**OBJECTIVE**: Copy out, word for word, the lines of the items below, starting at the line containing "Category: window" and ending with the final line of the items. Include both of those lines.

--- BEGIN ---

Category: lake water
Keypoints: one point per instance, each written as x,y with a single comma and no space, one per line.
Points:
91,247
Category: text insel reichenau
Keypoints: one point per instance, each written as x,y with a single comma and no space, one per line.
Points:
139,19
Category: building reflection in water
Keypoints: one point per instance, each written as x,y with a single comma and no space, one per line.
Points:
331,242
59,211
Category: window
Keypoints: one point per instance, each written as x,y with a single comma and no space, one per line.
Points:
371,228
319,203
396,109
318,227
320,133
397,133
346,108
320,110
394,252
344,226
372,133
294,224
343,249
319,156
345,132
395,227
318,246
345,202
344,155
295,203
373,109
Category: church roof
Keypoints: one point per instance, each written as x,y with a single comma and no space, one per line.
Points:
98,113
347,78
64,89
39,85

--- END ---

**EXERCISE RESPONSE**:
Category: window
Keypoints: one point per instance, each written as x,y with a single comma and no space, one per line.
Points:
371,228
319,203
396,109
318,227
320,133
397,133
346,108
320,110
394,252
344,226
372,133
294,224
343,249
319,156
345,132
395,227
318,246
345,202
344,155
295,203
373,109
Category: church roof
Keypoints: one point per instance, each written as x,y with a single comma and no space, one per line.
Points:
98,113
347,78
64,89
39,85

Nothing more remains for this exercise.